▸ Task goal:
Please print the data that follows, keeping every line exact.
** Data listing follows **
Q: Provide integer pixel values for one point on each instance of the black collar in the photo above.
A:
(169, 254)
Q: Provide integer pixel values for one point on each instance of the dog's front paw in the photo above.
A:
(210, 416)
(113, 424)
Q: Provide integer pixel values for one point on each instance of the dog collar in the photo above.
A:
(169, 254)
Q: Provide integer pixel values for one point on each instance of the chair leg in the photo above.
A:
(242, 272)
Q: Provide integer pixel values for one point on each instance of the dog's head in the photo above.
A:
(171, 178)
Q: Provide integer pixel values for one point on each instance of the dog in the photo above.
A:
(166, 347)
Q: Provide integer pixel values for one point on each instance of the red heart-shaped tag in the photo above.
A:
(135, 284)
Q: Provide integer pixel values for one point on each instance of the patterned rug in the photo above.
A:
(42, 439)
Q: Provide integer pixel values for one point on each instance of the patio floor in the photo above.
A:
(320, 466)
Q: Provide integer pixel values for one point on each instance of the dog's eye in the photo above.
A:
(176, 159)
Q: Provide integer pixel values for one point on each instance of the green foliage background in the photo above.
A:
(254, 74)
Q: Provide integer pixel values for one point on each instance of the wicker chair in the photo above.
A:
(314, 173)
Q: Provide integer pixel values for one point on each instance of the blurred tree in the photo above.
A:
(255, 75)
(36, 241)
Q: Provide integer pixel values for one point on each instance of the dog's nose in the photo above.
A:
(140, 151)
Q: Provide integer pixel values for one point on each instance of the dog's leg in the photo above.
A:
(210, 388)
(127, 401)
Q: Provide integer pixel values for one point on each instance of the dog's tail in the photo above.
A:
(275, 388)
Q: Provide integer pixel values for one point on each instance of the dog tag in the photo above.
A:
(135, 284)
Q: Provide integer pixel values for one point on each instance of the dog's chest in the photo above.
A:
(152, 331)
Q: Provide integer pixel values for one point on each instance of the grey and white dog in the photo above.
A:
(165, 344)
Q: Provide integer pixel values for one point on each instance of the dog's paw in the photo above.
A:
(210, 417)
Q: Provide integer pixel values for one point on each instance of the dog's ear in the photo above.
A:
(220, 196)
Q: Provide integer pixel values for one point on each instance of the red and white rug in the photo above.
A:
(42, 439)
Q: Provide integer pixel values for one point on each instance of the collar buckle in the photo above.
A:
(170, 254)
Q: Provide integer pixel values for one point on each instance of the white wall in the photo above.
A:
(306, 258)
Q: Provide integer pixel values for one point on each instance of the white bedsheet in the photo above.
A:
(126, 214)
** End of Data listing **
▸ Result for this exercise:
Q: Provide integer pixel values for one point on each instance of the black collar in the photo above.
A:
(169, 254)
Q: Provide integer pixel values for one point on each instance of the dog's front paw in the photo above.
A:
(210, 416)
(113, 424)
Q: Provide integer pixel values for one point on each instance of the dog collar in the photo above.
A:
(169, 254)
Q: Provide integer pixel values for one point on each instance of the chair leg in the photo above.
A:
(242, 272)
Q: Provide integer pixel values for one point on each instance of the dog's head in the photo above.
A:
(171, 178)
Q: Provide integer pixel values for one point on each instance of the dog in the photo above.
A:
(166, 347)
Q: Provide integer pixel values for one point on each instance of the red heart-shaped tag in the photo above.
A:
(135, 284)
Q: Provide integer pixel values for one point on each instance of the patterned rug in the photo above.
A:
(42, 439)
Q: Provide integer pixel values for one point on each instance of the patio floor in the photo above.
A:
(320, 466)
Q: Provide integer pixel values for one point on each instance of the dog's eye in the photo above.
A:
(176, 159)
Q: Provide integer pixel values for one point on each instance of the green foliage background in the photo above.
A:
(254, 74)
Q: Provide integer pixel values for one point on each instance of the wicker chair in the photo above.
A:
(314, 173)
Q: Provide integer pixel values for one point on each instance of the blurred tree in the photo above.
A:
(255, 75)
(36, 241)
Q: Provide integer pixel values for one point on each instance of the dog's nose in the photo above.
A:
(140, 151)
Q: Provide integer pixel values for one point on each instance of the dog's leg in the photo above.
A:
(210, 388)
(127, 401)
Q: Provide integer pixel values for one point on each instance of the dog's tail in the photo above.
A:
(275, 388)
Q: Provide integer pixel values for one point on each instance of the dog tag in the photo above.
A:
(135, 284)
Q: Provide integer pixel values for one point on each instance of the dog's chest in the photo above.
A:
(152, 331)
Q: Provide integer pixel values for one point on each instance of the grey and white dog in the photo above.
A:
(165, 344)
Q: Provide integer pixel values for one point on each instance of the dog's paw in the photo above.
A:
(210, 417)
Q: Provide integer pixel values for one point on each instance of the dog's ear in the photo above.
A:
(220, 196)
Q: Provide integer pixel values for one point on each instance of the red and white rug in the photo above.
A:
(42, 439)
Q: Provide integer pixel values for one point on each instance of the collar buckle in the photo above.
A:
(170, 254)
Q: Provide integer pixel values for one point on each instance of the white wall in the photo above.
A:
(306, 258)
Q: Provide integer pixel values for one point on each instance of the white bedsheet in the photo above.
A:
(126, 214)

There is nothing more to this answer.